Versions of get_text and get_text_range that don't need mark_tokens

alexmojaki commented 2 years ago

As mentioned in https://github.com/ipython/ipython/issues/13731#issuecomment-1227272665, although I think keeping the functionality here is still best, even if tokens aren't usually used.

For now I've just added two methods to ASTTokens so that they can be tested and compared to the original methods. Here's a proposal for an actual API:

[x] 1. Add a boolean argument mark (or mark_tokens) to the ASTTokens constructor.
[x] 2. If mark=False, then don't call self.mark_tokens.
[x] 3. mark=True by default for backwards compatibility. Personally I've often used the first_token and last_token attributes added to AST nodes.
[x] 4. mark=False is ignored for Python versions older than 3.8. It's still allowed so that callers don't have to check the Python version themselves. Same for PyPy, which apparently doesn't have correct position info either, even in 3.8.
[x] 5. mark=False is an error for an astroid tree. Even if it's easy to get it to work, I'm personally not interested in maintaining that.
[x] 6. The usual get_text and get_text_range methods should automatically pick the correct implementation based on whether the nodes have been marked with tokens. Then code that only uses these methods only needs to add mark=False to the constructor.

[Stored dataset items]
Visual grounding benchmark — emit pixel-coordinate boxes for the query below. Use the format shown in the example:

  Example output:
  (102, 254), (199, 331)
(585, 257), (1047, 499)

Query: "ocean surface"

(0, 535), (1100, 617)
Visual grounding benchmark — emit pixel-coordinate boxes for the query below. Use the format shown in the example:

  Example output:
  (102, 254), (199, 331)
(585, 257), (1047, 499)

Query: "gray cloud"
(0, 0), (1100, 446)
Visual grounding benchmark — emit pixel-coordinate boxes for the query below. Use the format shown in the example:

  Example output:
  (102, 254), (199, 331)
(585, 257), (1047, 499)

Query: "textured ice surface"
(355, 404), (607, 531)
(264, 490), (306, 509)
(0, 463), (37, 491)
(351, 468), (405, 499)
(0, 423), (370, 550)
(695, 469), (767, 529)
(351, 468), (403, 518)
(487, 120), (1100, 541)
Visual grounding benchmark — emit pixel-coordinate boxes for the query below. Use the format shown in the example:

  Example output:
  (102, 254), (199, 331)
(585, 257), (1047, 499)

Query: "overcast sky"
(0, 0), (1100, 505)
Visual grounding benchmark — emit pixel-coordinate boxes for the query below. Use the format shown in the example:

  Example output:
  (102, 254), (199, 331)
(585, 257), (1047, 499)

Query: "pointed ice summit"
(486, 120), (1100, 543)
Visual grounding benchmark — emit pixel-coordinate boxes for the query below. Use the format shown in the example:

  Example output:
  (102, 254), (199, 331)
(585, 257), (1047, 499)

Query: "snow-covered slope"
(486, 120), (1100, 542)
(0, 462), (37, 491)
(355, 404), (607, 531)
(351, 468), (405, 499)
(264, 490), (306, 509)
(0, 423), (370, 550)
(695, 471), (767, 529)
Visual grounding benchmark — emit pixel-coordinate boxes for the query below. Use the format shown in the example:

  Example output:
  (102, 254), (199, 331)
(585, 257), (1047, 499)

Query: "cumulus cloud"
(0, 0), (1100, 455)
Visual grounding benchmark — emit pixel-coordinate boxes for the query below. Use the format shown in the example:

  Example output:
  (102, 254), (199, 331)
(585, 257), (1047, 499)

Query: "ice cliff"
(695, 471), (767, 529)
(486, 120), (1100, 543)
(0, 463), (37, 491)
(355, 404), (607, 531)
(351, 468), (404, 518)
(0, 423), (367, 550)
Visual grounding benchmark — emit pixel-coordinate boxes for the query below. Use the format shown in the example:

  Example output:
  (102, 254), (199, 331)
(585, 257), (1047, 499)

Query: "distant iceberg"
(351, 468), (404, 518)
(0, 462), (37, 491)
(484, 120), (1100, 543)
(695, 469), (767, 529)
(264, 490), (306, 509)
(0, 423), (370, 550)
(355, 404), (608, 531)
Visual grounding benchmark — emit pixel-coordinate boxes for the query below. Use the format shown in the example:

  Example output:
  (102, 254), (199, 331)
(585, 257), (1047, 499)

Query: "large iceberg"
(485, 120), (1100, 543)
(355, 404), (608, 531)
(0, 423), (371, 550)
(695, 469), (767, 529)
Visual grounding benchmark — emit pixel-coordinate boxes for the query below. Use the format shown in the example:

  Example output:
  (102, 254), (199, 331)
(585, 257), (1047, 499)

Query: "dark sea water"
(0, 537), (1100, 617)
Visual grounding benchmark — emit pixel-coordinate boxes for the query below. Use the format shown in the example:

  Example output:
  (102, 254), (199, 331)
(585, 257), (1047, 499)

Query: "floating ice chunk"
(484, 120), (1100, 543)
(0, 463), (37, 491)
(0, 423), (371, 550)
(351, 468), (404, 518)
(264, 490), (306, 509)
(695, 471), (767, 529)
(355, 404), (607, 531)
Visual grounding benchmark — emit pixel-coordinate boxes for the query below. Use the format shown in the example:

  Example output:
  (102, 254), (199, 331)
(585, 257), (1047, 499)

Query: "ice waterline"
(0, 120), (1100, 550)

Your instructions =>
Answer these questions using the ASTTokens proposal:
(a) What is the default value of mark?
(b) For which Python versions is mark=False ignored?
(c) What does mark=False produce for an astroid tree?
You will not need the listing.

Exercise output =>
(a) True, for backwards compatibility.
(b) Versions older than 3.8, and also PyPy, even in 3.8.
(c) An error.